Records drawn from a dataset:
== Segment start ==
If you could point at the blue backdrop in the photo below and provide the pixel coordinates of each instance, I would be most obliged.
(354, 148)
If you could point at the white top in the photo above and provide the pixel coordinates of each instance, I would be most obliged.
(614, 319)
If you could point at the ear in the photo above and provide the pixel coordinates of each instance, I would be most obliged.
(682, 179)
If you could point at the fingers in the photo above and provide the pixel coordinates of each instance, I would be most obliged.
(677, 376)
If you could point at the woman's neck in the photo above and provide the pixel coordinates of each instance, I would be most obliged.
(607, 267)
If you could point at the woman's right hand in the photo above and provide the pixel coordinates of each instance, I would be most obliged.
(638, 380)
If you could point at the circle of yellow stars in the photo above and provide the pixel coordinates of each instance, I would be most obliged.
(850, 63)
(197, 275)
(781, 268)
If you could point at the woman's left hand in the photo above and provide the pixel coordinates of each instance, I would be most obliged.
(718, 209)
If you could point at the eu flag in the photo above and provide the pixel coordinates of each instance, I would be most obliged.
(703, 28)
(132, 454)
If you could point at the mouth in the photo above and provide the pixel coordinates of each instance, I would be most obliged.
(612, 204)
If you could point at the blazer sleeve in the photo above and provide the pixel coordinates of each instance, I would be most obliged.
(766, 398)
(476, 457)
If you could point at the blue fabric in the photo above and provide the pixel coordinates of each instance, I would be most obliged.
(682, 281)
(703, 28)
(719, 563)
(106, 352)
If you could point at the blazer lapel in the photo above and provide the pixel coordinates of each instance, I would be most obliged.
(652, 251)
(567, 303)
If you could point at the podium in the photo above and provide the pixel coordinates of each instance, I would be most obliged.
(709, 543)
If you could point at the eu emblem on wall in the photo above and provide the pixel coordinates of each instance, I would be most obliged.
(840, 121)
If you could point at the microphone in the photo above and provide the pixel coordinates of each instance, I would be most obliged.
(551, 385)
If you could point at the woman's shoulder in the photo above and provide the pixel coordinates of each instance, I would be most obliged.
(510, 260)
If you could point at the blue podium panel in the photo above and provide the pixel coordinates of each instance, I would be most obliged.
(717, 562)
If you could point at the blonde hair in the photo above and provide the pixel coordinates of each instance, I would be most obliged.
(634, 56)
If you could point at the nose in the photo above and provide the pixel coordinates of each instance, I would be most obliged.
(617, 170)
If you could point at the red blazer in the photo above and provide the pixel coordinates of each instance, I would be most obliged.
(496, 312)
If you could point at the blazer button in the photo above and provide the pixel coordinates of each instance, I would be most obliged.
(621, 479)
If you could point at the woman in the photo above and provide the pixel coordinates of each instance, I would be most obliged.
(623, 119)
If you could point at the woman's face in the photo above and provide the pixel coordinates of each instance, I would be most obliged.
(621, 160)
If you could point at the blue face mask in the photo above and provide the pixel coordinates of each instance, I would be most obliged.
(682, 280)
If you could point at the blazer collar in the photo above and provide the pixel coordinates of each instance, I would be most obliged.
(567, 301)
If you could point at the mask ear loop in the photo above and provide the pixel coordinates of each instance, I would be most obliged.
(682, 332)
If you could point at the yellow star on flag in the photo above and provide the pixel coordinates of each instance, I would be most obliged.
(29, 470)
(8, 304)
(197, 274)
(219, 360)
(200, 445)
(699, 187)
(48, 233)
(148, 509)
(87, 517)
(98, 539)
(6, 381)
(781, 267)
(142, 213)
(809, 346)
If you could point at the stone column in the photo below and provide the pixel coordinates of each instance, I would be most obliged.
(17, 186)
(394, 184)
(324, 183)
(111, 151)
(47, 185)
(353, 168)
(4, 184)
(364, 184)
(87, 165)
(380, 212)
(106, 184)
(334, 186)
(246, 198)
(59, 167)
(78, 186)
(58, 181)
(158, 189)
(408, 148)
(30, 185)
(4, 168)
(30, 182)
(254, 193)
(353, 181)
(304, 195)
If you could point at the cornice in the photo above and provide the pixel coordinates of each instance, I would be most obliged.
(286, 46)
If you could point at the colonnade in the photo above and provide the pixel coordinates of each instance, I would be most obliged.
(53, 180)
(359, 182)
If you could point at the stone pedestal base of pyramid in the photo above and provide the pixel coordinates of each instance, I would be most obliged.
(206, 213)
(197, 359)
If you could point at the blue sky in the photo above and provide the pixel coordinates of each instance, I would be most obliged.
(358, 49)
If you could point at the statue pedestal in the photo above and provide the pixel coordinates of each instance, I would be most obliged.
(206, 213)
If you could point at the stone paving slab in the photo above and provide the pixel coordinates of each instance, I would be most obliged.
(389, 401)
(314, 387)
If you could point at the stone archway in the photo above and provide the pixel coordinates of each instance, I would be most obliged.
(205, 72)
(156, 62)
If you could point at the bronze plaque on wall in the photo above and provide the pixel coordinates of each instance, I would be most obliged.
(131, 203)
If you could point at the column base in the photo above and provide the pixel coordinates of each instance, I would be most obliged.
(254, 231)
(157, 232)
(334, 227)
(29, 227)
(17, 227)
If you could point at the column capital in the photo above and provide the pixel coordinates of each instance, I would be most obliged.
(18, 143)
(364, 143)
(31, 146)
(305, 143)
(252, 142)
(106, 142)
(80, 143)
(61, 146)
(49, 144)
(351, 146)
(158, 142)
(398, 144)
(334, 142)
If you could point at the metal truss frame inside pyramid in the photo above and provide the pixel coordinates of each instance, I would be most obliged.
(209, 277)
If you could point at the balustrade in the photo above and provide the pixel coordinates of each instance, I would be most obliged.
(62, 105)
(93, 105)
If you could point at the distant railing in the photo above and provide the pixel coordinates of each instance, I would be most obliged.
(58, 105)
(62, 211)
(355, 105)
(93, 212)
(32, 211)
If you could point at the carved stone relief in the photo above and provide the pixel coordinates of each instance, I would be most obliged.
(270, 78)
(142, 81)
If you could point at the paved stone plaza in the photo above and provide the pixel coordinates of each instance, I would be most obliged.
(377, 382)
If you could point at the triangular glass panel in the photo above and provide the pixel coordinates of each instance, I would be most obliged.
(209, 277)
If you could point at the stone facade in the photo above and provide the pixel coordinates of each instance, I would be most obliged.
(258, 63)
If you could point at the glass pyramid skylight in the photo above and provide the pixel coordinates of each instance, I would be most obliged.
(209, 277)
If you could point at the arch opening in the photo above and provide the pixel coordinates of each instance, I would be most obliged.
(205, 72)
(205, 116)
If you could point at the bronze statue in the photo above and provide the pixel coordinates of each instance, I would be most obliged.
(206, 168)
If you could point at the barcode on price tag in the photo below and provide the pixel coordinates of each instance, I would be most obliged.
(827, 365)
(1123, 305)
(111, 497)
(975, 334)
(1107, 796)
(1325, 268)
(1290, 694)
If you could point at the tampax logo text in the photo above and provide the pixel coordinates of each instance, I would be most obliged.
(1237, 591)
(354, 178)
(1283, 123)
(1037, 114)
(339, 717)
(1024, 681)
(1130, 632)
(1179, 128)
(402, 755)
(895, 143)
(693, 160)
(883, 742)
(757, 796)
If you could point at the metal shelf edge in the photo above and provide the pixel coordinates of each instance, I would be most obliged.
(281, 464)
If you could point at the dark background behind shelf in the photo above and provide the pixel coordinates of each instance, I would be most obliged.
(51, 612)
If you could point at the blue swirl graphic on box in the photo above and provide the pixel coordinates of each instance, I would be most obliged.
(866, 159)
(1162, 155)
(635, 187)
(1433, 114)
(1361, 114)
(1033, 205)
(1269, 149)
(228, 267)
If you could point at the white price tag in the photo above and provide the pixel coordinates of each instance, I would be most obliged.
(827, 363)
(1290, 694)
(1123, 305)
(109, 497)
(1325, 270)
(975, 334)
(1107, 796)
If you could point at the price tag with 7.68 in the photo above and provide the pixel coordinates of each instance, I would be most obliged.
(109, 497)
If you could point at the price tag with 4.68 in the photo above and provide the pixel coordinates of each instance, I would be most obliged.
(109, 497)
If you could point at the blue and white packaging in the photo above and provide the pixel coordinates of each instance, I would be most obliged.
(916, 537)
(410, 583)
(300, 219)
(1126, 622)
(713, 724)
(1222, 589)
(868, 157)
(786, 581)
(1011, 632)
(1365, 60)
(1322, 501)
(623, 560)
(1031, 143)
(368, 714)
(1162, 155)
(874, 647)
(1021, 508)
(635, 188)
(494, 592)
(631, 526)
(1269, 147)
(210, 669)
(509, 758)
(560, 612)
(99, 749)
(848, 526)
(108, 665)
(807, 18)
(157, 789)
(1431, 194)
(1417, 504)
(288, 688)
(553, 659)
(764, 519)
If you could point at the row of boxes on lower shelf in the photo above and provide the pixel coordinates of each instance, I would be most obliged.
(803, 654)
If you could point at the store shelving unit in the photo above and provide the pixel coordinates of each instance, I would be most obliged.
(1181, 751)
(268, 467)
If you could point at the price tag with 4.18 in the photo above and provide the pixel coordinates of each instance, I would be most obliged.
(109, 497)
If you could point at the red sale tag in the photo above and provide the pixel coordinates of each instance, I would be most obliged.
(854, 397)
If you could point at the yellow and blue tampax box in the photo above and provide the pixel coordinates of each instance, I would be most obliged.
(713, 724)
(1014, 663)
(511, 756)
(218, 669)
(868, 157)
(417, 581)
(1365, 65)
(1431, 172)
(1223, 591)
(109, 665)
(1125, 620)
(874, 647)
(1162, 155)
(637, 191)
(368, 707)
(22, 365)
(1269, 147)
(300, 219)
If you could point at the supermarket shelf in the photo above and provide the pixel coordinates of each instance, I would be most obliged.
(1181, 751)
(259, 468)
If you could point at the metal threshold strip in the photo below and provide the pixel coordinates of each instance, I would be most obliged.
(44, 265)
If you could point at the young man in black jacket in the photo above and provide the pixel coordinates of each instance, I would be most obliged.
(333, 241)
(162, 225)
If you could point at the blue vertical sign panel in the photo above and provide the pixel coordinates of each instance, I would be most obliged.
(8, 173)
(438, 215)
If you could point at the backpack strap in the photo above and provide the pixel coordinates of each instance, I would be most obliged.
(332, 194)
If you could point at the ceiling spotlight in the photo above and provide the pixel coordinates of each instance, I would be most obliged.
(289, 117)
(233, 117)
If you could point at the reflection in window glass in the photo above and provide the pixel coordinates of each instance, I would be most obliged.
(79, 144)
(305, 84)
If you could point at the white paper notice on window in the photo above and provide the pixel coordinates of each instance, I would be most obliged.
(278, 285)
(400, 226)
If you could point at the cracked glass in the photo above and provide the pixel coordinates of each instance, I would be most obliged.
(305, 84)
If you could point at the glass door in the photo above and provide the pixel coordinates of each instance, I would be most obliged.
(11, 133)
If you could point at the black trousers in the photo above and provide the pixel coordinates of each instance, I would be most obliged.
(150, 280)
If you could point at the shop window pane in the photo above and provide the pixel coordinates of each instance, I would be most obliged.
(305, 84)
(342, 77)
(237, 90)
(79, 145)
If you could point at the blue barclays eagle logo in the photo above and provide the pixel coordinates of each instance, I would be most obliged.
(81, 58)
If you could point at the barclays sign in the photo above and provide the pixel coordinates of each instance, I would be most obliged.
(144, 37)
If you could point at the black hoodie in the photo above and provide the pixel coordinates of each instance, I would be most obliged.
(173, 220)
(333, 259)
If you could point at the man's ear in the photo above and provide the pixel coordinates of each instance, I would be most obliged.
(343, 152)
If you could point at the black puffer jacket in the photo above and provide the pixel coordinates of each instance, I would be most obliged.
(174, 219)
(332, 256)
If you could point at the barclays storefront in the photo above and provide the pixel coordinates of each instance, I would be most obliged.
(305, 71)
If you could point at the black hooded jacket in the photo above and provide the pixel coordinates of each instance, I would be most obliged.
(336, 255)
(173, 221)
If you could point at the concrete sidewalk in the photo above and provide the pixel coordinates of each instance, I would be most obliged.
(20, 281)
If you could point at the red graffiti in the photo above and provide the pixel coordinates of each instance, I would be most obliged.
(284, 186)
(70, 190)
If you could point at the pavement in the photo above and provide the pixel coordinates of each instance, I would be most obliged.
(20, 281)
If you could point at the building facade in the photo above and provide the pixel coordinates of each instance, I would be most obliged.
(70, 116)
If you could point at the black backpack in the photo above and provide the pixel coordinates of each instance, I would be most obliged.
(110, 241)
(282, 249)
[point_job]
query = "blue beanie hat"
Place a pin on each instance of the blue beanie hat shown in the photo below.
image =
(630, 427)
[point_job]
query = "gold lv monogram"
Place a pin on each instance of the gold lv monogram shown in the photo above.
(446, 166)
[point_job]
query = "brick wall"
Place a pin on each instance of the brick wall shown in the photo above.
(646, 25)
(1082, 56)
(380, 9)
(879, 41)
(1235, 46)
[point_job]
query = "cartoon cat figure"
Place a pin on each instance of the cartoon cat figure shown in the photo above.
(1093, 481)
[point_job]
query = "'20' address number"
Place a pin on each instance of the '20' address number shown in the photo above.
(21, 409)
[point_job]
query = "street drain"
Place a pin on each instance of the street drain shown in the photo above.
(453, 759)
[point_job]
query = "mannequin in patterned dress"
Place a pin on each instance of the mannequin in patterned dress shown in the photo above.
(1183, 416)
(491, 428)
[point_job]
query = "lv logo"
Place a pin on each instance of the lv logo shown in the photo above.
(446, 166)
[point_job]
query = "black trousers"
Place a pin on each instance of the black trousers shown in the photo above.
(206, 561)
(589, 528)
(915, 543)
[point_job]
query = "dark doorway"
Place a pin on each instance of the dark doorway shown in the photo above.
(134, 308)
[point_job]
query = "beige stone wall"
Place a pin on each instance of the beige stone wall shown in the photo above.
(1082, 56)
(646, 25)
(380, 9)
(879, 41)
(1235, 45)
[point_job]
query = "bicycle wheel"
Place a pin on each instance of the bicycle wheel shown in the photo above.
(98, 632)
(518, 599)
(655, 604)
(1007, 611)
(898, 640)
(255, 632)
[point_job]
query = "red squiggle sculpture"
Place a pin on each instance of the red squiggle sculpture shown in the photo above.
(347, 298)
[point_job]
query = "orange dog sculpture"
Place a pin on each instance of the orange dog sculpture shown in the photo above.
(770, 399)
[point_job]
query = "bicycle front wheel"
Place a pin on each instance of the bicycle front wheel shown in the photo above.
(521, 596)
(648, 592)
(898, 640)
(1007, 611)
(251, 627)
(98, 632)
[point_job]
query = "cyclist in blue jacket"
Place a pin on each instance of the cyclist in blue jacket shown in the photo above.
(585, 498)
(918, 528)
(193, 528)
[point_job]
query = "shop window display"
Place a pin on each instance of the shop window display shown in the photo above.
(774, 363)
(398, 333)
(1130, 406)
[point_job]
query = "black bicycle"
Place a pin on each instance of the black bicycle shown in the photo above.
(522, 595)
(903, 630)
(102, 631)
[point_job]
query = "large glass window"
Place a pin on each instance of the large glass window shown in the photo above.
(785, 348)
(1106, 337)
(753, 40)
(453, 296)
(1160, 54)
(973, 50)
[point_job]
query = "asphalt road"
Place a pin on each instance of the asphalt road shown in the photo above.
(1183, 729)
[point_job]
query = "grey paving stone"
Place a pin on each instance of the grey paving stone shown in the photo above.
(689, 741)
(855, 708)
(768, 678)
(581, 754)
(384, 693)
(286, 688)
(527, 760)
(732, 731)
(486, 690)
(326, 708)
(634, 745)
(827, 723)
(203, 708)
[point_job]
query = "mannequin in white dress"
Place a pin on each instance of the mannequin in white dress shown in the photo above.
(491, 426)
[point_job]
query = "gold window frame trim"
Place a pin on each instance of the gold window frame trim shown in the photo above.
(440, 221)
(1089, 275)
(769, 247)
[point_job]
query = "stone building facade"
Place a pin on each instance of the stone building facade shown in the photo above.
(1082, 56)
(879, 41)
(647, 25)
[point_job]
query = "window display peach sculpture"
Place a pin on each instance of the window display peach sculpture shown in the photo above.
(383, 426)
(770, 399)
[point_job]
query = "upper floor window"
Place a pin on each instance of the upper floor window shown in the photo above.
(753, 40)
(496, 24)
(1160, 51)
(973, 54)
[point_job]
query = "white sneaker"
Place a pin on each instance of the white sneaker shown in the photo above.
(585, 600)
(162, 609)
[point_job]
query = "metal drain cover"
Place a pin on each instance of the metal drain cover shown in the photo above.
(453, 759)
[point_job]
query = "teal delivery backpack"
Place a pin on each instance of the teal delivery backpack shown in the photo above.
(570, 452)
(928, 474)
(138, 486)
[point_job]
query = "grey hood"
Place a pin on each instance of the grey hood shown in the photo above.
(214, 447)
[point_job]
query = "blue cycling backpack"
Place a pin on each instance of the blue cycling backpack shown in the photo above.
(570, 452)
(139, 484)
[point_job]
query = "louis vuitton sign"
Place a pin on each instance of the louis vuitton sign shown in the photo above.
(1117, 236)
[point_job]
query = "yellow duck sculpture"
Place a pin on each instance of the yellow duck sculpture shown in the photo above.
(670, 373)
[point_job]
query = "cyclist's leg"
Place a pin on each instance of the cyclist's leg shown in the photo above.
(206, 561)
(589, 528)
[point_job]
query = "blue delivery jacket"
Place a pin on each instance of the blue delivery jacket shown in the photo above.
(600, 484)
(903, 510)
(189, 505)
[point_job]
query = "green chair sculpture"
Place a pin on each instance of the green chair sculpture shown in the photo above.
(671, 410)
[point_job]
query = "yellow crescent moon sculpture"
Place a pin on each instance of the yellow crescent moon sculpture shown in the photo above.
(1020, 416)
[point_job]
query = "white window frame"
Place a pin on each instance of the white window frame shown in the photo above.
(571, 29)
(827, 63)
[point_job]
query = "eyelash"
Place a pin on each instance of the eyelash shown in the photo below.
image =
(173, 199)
== Segment end ==
- _WHAT IS BEING ASKED_
When a line of the records holds the word "beanie", copy that line.

- _SOLUTION TO THE PROBLEM_
query = "blue beanie hat"
Place a pin on each instance of the blue beanie hat shown in the photo below.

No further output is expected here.